§ **Supplied records**

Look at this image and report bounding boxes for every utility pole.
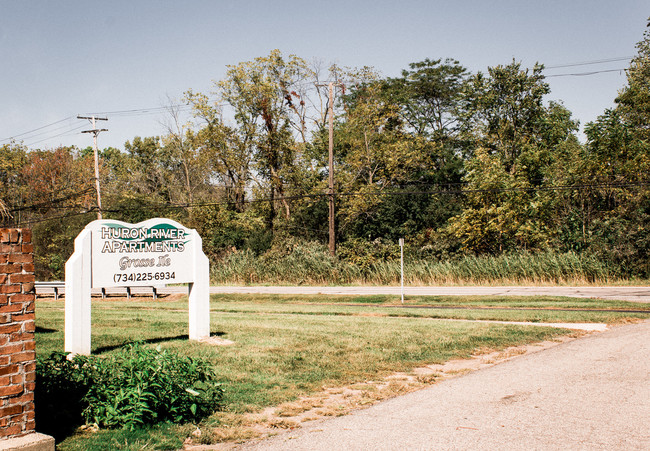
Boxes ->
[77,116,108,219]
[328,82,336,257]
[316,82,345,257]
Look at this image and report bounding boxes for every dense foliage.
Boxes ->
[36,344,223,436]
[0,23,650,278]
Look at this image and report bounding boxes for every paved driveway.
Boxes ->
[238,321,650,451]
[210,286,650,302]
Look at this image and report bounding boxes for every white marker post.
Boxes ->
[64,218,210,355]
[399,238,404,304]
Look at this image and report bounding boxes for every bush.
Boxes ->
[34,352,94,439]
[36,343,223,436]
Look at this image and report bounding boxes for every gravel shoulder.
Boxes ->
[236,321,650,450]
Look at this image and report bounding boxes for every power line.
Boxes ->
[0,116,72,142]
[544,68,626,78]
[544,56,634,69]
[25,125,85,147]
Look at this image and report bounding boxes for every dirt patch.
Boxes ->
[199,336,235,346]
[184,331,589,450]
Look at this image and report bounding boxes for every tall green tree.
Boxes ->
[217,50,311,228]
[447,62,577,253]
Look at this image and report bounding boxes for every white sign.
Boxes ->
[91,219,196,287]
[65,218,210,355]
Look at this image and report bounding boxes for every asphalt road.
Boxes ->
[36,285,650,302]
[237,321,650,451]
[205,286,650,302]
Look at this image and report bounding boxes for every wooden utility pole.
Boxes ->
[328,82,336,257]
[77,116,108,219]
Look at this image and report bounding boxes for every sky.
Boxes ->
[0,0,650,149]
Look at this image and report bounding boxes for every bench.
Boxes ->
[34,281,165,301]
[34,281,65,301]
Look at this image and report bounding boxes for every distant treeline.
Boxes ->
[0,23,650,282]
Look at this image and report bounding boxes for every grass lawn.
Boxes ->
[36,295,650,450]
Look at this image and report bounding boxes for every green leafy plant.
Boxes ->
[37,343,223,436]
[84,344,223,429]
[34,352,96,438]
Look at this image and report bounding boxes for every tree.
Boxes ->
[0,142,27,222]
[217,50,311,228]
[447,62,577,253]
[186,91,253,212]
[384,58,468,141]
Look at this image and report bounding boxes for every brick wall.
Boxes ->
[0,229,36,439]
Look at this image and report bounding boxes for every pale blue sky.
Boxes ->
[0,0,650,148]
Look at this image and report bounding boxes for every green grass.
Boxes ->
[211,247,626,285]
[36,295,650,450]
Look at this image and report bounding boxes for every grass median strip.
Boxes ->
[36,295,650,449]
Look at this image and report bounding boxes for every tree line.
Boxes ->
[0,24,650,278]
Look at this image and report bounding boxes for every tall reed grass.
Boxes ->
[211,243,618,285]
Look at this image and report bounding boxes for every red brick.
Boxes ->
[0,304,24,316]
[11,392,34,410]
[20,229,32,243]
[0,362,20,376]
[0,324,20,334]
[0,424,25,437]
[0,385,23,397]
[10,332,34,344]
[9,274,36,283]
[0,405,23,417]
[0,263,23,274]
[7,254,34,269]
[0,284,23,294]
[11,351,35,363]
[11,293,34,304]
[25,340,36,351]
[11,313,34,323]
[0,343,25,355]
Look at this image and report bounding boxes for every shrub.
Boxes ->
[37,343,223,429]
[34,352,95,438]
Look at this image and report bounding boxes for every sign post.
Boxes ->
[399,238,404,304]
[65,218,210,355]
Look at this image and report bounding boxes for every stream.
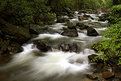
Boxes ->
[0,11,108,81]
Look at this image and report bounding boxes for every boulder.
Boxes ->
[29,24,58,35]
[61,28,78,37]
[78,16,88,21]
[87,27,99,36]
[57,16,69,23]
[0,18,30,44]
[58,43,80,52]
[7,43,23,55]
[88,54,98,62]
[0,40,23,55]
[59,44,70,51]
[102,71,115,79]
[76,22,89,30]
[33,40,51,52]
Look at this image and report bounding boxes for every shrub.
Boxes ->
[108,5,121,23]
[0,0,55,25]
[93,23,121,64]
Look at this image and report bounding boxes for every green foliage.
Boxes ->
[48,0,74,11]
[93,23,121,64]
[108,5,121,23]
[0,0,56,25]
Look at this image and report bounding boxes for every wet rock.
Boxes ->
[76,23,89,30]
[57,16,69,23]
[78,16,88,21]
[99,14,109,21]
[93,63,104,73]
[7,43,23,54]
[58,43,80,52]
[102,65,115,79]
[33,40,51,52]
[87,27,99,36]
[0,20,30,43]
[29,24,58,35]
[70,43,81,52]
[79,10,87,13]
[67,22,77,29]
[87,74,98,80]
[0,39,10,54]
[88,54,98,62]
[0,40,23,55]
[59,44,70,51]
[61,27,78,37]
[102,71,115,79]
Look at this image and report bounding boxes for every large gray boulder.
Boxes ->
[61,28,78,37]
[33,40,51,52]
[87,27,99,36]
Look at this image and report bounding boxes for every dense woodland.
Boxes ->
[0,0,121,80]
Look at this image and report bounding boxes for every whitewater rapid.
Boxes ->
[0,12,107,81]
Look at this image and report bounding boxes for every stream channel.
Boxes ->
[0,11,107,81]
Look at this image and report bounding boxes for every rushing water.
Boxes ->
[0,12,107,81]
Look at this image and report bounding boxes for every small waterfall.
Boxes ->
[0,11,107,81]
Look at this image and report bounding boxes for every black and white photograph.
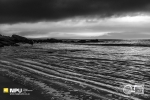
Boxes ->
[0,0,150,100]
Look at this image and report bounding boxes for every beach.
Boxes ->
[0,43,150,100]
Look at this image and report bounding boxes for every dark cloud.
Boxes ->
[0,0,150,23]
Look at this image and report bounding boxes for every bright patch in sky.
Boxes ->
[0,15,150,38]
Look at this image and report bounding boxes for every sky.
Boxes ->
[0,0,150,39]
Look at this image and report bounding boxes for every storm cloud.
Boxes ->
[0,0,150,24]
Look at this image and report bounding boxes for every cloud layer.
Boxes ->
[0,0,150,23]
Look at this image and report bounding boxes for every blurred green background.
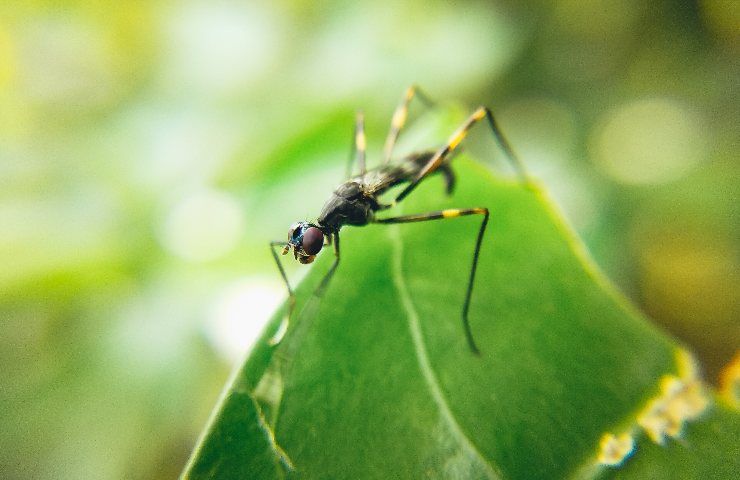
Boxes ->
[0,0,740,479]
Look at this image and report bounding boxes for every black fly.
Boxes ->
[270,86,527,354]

--

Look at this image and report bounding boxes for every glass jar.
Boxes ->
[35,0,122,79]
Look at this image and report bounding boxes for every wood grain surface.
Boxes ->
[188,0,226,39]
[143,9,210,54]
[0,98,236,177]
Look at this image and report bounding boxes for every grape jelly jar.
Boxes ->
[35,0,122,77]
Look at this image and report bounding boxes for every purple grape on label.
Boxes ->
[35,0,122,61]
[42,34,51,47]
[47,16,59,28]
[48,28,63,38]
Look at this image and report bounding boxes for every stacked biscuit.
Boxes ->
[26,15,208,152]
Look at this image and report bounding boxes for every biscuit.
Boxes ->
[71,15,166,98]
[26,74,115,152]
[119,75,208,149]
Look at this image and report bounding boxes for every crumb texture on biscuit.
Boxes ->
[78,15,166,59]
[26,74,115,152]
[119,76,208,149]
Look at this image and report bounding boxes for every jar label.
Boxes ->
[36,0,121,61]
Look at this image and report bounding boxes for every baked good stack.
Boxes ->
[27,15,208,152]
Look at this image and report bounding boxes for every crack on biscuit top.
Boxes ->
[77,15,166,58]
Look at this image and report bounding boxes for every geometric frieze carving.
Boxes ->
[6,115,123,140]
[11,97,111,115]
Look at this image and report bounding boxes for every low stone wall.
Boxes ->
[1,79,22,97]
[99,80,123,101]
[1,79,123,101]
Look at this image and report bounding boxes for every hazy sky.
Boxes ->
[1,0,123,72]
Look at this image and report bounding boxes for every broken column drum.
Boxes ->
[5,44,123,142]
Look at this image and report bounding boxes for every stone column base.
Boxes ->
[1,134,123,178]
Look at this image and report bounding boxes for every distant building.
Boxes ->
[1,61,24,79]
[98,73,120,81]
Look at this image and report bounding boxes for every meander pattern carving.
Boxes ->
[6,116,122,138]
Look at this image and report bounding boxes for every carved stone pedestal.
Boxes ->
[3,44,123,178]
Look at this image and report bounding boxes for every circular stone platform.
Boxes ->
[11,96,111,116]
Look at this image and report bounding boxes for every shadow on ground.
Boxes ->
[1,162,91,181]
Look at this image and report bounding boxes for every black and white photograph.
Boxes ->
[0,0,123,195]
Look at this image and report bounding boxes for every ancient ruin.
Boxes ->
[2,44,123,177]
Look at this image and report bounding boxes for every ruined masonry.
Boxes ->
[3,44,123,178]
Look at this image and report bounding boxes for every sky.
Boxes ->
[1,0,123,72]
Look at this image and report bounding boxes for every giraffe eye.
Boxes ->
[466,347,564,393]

--

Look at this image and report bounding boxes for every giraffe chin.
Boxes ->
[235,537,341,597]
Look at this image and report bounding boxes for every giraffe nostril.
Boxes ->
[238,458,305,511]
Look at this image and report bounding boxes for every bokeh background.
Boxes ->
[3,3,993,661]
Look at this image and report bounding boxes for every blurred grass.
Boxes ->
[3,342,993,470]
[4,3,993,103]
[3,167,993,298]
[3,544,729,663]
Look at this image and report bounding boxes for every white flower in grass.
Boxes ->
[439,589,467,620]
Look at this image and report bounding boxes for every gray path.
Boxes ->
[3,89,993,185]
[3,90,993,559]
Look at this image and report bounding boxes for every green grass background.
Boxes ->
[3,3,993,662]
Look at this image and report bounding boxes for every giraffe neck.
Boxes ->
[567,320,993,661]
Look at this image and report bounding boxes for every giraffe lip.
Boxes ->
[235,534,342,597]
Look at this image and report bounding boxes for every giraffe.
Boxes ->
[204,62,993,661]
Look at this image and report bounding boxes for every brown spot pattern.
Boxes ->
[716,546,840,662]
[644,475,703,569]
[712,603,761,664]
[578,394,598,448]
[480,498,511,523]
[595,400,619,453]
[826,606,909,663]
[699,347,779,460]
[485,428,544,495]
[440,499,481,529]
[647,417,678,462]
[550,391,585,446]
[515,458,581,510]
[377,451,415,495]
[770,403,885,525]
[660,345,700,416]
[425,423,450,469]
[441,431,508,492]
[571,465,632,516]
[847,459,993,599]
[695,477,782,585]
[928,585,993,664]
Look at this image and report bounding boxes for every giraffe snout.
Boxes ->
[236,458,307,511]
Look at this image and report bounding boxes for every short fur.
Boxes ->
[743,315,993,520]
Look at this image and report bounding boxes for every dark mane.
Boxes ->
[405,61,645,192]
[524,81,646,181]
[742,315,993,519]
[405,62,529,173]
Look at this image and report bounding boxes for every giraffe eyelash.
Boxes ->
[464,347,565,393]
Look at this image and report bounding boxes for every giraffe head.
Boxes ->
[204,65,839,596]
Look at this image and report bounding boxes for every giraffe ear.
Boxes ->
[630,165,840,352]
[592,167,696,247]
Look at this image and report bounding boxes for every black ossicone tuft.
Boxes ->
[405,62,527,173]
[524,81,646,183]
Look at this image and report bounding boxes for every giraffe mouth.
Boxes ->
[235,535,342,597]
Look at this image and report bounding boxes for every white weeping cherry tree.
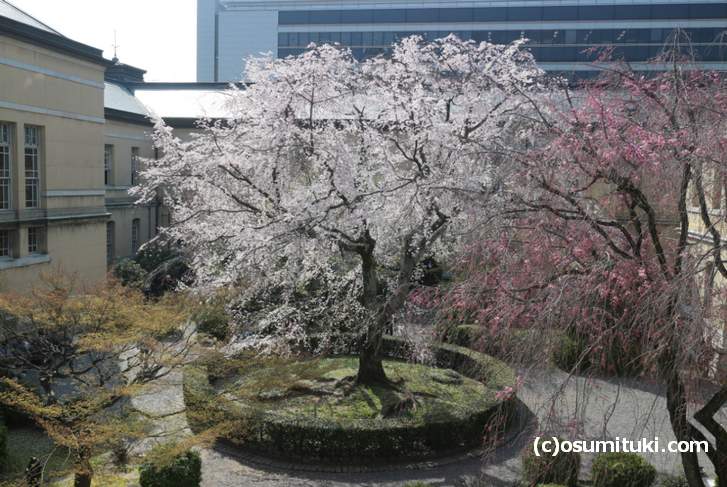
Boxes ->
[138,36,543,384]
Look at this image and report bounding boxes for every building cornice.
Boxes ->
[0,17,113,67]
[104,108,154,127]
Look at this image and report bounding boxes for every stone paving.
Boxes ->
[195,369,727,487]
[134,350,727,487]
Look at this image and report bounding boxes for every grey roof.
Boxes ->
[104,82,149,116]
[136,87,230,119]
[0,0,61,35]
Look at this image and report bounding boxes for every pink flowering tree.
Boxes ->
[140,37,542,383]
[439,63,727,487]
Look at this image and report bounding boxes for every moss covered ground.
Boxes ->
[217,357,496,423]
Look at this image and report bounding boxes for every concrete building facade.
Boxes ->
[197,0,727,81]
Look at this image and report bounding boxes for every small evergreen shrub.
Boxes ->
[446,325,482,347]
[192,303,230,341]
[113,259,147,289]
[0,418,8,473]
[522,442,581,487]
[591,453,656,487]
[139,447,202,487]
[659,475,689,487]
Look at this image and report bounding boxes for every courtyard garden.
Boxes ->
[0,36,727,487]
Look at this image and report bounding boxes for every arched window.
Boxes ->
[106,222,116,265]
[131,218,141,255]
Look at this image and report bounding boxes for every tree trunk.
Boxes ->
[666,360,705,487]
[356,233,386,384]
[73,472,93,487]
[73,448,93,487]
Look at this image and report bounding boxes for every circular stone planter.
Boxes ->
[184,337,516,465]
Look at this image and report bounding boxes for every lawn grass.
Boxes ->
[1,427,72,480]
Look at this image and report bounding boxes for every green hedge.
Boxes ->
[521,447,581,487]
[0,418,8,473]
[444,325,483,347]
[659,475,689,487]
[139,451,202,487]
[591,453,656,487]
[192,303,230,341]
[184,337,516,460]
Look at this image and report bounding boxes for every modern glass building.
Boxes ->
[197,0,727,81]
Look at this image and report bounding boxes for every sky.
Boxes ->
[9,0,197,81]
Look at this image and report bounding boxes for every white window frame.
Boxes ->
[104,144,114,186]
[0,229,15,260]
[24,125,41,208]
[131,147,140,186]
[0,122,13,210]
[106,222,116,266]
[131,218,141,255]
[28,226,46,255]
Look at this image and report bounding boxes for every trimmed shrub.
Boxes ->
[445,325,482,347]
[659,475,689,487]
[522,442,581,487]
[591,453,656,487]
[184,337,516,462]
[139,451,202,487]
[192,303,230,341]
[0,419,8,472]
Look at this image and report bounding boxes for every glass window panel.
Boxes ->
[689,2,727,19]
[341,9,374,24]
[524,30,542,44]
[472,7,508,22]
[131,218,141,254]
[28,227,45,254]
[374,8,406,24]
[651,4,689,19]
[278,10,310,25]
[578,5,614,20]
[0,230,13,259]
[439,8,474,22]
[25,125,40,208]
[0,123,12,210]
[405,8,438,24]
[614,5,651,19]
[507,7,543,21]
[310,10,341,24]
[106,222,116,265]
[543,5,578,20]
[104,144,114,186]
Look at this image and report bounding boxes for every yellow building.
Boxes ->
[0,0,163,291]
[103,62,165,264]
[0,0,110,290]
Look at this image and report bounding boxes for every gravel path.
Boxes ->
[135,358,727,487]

§ **Given problem**
Copy the listing word for word, beginning at the line that contains "green grass background." and stopping after the line that contains "[204,62,993,661]".

§ **Solution**
Look at this image and report bounding boxes for every green grass background.
Boxes ->
[3,3,993,662]
Look at this image and report bounding boxes for every giraffe neck.
Boxes ->
[567,320,993,661]
Look at this image and report bounding boxes for every giraffe lip.
Boxes ->
[235,534,342,597]
Look at this image and report bounding boxes for every giraffe.
Boxes ->
[204,62,993,661]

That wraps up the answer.